- [Saved entries]
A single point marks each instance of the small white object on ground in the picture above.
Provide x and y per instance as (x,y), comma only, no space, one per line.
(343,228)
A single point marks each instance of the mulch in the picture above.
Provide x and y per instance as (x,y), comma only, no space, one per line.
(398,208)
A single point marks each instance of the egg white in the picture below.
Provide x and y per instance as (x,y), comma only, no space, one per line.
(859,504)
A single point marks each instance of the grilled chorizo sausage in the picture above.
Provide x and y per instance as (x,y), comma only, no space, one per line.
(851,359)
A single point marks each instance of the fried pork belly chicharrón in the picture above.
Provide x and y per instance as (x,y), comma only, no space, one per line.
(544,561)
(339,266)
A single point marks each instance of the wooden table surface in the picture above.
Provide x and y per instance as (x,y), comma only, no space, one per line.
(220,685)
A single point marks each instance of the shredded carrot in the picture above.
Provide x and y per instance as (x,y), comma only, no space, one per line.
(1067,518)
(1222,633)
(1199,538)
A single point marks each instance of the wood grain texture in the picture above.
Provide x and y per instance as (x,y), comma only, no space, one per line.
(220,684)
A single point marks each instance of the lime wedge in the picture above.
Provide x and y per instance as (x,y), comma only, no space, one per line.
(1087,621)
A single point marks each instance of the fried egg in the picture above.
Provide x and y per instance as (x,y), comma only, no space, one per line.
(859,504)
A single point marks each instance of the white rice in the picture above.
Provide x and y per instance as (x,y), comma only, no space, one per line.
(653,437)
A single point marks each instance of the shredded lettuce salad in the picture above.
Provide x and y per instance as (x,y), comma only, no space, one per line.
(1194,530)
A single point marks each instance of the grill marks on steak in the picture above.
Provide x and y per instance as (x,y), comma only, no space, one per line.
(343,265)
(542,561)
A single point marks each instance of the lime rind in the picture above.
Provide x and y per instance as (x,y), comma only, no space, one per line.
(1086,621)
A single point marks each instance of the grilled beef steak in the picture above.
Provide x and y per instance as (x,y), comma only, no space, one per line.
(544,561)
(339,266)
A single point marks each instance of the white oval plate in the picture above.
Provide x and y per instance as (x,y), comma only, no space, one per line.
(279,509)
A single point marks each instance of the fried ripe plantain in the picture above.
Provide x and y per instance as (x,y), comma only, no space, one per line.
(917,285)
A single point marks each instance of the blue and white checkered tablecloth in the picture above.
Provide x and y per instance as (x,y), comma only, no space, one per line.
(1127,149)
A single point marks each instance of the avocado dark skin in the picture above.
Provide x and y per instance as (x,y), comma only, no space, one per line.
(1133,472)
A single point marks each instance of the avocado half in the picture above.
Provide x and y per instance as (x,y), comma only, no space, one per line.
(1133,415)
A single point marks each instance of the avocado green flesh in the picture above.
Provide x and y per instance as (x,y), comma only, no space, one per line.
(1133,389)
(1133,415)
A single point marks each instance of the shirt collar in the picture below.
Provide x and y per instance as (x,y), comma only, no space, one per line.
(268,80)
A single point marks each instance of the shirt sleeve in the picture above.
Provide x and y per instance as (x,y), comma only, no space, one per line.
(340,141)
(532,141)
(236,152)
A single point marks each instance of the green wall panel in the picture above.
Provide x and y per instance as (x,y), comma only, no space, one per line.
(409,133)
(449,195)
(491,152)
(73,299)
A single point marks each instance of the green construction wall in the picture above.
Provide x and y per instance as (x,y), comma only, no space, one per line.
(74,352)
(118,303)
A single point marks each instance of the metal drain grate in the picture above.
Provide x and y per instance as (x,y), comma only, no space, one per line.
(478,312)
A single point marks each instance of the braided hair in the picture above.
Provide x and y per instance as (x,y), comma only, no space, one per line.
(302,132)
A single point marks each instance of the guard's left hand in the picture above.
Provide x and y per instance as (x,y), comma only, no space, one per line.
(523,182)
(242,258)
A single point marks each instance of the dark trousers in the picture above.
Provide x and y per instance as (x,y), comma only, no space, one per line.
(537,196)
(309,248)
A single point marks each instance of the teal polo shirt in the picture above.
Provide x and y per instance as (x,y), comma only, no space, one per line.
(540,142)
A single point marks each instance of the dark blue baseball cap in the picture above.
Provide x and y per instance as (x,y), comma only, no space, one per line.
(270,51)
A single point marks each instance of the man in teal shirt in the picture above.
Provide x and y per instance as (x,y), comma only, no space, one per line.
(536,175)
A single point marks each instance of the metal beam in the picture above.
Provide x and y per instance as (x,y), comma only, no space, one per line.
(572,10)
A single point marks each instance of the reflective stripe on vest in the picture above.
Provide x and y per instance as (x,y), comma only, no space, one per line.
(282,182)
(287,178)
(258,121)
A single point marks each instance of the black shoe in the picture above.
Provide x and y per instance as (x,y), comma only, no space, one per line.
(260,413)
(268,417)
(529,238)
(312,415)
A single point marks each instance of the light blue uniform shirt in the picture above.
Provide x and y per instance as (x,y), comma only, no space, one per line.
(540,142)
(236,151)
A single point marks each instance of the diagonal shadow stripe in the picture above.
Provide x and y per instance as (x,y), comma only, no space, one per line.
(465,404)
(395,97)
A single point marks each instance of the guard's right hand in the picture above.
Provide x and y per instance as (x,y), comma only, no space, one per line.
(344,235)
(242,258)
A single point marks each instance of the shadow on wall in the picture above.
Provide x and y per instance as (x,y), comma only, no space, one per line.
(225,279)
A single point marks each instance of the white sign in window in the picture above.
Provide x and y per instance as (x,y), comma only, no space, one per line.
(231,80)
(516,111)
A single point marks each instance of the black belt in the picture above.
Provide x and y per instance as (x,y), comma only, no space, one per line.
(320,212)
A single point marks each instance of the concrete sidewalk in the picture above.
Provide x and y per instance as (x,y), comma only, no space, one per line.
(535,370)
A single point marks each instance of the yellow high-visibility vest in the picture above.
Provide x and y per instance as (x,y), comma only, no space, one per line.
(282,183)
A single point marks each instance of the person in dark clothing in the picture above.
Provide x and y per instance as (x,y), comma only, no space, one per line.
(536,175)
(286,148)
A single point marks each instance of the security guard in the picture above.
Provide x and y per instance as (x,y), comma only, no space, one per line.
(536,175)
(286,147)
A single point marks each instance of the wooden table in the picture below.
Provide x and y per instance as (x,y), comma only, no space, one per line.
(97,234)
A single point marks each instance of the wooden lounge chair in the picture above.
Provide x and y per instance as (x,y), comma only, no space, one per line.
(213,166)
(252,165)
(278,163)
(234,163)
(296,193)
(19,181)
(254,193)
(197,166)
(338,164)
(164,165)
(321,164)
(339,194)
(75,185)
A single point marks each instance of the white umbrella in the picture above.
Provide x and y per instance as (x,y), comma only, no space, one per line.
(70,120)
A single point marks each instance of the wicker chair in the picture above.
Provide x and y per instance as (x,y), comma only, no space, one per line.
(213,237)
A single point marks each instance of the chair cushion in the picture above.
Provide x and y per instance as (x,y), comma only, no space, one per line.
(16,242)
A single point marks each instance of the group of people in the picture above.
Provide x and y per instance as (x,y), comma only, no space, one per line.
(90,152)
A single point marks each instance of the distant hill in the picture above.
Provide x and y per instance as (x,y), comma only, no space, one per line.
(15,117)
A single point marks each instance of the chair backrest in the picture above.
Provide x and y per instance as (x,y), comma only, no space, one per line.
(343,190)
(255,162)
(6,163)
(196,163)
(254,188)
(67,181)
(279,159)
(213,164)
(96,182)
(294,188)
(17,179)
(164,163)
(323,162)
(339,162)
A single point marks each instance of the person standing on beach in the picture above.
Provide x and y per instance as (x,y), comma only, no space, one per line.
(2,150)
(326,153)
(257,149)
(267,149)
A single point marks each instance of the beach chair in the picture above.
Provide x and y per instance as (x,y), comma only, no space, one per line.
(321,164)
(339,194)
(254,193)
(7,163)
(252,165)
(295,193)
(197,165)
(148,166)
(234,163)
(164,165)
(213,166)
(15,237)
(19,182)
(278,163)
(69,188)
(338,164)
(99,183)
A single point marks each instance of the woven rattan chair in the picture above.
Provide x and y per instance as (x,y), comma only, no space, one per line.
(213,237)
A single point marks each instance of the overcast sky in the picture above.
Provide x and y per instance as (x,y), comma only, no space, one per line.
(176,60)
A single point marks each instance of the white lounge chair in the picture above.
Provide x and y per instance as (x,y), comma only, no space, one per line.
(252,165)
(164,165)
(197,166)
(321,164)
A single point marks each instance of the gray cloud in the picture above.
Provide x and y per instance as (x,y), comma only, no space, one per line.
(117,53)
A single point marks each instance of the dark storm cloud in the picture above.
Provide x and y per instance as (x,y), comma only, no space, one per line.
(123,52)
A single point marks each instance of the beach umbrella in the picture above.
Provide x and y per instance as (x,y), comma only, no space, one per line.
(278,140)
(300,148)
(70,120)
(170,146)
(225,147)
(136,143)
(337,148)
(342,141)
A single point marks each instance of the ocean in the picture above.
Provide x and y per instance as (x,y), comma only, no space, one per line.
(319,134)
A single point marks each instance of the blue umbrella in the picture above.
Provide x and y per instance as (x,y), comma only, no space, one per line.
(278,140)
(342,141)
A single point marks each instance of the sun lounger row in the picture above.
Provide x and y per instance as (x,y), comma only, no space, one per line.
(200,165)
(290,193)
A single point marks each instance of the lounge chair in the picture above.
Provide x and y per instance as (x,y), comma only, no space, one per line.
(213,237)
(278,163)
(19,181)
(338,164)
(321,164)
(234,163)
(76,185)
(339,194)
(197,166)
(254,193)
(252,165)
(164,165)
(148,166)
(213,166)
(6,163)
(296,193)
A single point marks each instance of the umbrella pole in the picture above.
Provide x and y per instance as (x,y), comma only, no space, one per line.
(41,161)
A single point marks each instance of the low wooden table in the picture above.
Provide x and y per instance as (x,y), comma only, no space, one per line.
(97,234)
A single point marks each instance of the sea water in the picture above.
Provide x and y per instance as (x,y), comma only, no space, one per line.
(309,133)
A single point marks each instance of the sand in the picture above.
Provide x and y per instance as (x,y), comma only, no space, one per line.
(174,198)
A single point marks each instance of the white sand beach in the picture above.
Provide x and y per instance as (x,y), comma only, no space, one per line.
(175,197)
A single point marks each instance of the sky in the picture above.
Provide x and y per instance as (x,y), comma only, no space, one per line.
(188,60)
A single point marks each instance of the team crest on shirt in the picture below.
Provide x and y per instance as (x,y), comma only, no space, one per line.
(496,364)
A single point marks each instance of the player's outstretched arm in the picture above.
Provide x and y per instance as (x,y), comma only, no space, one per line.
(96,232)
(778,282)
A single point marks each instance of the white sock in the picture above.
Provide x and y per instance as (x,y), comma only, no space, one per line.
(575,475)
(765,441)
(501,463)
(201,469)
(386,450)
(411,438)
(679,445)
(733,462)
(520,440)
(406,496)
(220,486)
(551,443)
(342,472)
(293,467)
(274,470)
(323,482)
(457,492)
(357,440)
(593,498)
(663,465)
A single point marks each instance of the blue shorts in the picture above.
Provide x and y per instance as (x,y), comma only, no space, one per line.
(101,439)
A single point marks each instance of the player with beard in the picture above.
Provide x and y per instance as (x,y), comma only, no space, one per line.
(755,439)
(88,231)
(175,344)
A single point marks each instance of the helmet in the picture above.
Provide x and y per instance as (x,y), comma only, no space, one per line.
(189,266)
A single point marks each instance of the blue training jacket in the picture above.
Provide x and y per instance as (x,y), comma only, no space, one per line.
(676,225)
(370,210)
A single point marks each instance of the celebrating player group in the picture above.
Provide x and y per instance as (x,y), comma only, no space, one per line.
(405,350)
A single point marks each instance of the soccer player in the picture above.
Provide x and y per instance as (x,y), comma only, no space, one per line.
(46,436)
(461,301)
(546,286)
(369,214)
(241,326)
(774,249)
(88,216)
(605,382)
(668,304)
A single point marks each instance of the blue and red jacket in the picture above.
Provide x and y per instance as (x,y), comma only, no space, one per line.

- [Work instructions] Beginning at the line above that contains "A single point marks each instance of the white oval", return each line exactly through the line that contains "A single point marks each instance of the shirt sleeve", and no others.

- [Solution to this task]
A single point marks each instance of the white oval plate in the picture above.
Provide x and y per instance as (x,y), comma only, no space, one per line.
(279,509)
A single point marks each instance of the fried ripe plantain in the picture above.
Provide x and y per instance as (x,y), comma only, no space, one per line.
(917,285)
A single point marks each instance of the blue and white checkered tablecloth in the picture above.
Provide x and y per instance as (x,y), comma only, no space, one per line.
(1127,149)
A single point marks each instance of the avocado dark skin in the picture above.
Provide x and y per instance as (x,y), comma only, no space, one per line.
(1133,472)
A single point marks each instance of the avocado half in the picture above.
Provide x and y per instance as (x,y), comma only, no space, one per line.
(1133,415)
A single point marks each instance of the avocado green flesh in the picture above.
Provide x and y per instance as (x,y), comma only, no space, one per line.
(1133,389)
(1133,415)
A single point marks each instance of the shirt collar in the picture below.
Provide x and y per instance as (x,y), comma only, no space, one per line.
(268,80)
A single point marks each instance of the shirt sleeve in the picture above.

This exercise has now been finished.